What you have to do - From the records below, pull out the lines between the one holding "Task: where can the caribou" and the one holding "Target: caribou", inclusive, and reproduce them word for word.

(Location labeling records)

[start]

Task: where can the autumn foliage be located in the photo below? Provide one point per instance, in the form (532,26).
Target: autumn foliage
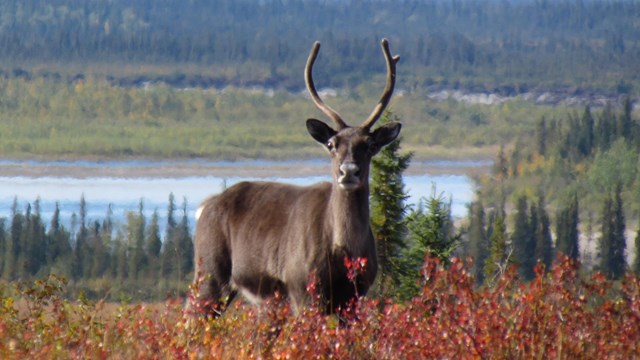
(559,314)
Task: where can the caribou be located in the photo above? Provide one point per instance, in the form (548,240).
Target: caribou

[end]
[start]

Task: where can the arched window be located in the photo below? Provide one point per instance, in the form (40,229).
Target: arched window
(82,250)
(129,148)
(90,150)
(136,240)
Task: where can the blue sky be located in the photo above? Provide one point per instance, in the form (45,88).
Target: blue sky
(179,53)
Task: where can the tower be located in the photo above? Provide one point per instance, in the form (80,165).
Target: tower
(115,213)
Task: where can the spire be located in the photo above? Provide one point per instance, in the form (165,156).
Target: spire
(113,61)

[end]

The response -
Task: where can the caribou be located in the photo above? Provide one point per instance, in the form (548,240).
Target: caribou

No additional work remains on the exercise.